/---
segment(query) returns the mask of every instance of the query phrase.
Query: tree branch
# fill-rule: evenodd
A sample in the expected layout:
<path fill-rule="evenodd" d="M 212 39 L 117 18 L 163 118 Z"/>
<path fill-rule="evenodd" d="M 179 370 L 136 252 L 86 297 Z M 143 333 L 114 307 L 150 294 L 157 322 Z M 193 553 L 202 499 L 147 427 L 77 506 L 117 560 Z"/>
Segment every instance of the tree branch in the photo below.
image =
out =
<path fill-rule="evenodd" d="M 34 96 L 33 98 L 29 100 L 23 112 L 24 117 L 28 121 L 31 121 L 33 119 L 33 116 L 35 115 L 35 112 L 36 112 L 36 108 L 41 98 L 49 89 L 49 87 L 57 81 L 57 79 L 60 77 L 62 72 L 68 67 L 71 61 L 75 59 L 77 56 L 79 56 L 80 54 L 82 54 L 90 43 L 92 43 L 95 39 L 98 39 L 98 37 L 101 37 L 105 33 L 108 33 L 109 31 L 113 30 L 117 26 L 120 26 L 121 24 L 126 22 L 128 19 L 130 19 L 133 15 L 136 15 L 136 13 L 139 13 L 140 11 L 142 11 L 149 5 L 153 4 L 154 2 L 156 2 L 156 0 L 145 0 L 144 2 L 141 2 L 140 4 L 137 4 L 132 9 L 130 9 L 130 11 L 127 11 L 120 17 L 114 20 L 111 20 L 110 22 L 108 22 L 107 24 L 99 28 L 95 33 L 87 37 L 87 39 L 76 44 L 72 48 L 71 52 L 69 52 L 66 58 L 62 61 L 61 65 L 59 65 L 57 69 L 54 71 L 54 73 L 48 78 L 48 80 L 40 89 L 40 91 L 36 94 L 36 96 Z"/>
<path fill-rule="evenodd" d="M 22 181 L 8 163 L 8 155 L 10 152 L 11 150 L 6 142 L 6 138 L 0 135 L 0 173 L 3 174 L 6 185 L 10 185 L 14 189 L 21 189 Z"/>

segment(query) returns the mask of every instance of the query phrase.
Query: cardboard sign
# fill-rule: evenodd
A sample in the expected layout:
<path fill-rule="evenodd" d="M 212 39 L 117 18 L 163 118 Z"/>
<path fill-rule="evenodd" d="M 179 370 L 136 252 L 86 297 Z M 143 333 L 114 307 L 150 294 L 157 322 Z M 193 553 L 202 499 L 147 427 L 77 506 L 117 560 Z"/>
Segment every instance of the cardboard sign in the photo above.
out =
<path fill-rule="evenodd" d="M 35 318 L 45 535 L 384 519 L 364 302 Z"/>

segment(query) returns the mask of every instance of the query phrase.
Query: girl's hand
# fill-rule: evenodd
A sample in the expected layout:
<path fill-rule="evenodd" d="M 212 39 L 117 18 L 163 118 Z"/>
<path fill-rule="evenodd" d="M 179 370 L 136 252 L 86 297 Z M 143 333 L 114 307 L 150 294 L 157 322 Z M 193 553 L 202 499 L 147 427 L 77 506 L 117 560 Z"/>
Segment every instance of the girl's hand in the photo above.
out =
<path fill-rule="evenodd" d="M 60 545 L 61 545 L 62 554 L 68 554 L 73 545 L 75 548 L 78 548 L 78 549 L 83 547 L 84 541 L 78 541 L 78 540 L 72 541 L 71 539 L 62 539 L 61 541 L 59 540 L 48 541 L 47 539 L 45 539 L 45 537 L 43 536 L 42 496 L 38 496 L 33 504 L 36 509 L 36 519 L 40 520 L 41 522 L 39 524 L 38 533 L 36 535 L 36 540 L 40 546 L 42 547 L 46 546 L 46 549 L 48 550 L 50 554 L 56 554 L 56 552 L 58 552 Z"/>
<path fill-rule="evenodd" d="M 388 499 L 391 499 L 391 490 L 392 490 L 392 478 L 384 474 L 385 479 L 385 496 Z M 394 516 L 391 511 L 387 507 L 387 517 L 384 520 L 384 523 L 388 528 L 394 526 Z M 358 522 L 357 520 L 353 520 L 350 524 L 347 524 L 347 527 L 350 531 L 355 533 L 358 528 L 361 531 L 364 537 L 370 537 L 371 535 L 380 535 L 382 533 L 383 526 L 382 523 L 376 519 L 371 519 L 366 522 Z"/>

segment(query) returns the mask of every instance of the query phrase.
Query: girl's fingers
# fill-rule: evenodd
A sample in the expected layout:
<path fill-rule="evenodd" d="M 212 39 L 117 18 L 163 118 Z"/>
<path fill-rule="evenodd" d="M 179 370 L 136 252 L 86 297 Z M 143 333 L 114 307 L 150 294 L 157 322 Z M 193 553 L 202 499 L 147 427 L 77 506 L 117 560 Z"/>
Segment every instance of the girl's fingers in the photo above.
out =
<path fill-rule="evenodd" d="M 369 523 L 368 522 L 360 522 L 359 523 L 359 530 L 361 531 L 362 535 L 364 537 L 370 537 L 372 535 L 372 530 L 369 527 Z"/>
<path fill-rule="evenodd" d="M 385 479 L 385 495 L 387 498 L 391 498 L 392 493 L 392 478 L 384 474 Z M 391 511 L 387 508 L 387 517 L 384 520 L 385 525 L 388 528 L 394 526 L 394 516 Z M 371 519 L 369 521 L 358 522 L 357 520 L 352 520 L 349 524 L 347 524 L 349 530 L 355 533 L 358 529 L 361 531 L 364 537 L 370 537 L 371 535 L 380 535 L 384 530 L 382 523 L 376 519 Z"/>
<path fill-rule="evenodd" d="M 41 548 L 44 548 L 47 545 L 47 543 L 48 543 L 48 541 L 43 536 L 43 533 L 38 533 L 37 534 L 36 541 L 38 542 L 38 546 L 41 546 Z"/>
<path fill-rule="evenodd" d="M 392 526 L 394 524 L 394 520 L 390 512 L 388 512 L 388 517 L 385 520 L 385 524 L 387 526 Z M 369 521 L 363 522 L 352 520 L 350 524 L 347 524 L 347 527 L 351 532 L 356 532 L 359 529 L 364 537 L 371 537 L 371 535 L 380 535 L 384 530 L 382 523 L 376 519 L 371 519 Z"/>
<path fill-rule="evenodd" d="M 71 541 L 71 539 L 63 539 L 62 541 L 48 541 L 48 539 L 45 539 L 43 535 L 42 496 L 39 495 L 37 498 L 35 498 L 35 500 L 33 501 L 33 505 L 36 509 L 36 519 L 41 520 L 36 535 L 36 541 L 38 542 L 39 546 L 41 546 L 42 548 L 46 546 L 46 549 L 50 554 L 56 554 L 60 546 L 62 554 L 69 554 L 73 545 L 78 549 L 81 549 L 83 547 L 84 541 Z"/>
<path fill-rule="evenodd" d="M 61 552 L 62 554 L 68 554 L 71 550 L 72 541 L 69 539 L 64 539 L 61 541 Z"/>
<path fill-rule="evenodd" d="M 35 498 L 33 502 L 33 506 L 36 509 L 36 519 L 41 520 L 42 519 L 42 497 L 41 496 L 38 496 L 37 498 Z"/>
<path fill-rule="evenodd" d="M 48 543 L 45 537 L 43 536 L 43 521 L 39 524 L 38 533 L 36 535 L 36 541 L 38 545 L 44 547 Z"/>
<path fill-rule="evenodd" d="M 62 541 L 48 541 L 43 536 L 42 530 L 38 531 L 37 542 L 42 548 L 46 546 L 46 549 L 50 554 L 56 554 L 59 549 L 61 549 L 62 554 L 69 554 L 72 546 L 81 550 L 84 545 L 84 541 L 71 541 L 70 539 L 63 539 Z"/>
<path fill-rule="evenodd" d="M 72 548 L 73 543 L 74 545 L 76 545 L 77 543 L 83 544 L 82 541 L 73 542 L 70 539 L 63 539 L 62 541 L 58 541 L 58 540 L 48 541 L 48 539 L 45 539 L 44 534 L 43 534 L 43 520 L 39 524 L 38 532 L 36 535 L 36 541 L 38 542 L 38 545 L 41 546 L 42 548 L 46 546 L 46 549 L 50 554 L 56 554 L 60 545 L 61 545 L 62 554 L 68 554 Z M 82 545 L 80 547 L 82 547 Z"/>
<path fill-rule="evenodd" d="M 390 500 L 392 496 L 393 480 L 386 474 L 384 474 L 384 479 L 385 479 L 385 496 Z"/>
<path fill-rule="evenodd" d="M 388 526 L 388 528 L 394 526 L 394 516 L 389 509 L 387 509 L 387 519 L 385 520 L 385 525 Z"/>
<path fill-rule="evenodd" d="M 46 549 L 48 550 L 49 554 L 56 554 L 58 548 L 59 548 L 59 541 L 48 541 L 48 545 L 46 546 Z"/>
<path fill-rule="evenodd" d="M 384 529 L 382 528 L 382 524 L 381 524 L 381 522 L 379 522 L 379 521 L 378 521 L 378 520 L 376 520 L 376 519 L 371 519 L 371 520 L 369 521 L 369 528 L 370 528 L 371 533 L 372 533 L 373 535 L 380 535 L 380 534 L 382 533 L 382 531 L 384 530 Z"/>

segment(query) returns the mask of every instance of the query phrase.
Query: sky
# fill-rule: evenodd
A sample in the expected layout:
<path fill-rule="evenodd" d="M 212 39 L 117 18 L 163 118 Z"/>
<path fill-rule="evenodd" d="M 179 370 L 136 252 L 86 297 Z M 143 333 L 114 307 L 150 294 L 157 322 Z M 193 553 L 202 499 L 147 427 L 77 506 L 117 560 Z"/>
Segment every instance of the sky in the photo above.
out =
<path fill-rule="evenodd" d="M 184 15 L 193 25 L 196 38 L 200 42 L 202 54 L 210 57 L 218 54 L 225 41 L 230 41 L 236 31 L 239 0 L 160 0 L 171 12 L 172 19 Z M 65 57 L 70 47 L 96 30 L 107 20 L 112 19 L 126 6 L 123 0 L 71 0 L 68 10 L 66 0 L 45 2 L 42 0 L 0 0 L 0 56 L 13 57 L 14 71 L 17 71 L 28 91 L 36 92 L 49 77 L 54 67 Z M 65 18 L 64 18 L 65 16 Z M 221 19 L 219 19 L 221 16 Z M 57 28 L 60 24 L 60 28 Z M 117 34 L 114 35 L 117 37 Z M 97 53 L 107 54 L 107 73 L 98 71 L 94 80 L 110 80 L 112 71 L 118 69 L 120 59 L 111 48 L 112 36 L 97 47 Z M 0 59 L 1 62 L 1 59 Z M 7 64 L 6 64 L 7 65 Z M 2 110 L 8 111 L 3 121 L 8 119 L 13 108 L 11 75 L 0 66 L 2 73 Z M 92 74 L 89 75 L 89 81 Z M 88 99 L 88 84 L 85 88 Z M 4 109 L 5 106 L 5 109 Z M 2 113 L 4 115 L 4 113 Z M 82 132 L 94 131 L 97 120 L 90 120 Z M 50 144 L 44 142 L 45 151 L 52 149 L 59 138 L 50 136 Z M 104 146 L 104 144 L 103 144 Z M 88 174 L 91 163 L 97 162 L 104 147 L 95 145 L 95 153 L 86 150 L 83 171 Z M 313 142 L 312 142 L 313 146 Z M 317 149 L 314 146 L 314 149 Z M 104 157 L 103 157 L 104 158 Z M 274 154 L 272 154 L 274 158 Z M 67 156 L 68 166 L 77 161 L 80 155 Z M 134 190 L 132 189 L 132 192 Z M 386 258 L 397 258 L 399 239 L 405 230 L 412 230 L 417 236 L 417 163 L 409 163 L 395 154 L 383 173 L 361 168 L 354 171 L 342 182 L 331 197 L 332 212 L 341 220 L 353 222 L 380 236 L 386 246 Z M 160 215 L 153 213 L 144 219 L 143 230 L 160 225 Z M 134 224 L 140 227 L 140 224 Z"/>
\---
## EXERCISE:
Take from the material above the lines running from the one with "Query: girl's hand" through the one with "Segment every instance of the girl's hand", and repeat them exactly, with nothing else.

## SOLUTION TO THIS TASK:
Query: girl's hand
# fill-rule: evenodd
A sample in the expected layout:
<path fill-rule="evenodd" d="M 212 39 L 117 18 L 163 118 Z"/>
<path fill-rule="evenodd" d="M 179 370 L 136 252 L 86 297 Z M 143 333 L 114 307 L 150 294 L 157 322 Z M 193 553 L 202 499 L 147 427 L 77 506 L 117 560 Z"/>
Segment every instance of the girl's hand in the photo above.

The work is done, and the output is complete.